**WORK INSTRUCTIONS**. From the records below, pull out each line that contains the word "bottom" and list only those lines.

Bounding box annotation entries
▬▬▬▬▬▬▬▬▬▬
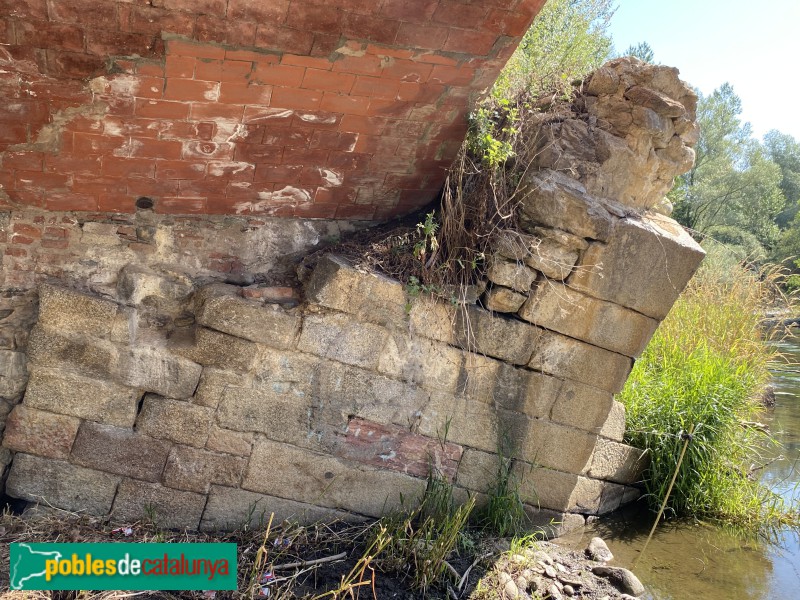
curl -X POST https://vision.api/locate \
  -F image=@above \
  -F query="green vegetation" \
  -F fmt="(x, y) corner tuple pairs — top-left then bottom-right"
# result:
(620, 252), (800, 531)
▬▬▬▬▬▬▬▬▬▬
**EXPECTED OUTPUT**.
  -F fmt="(x, y) corner tuple pairs — top-left then bottom-right"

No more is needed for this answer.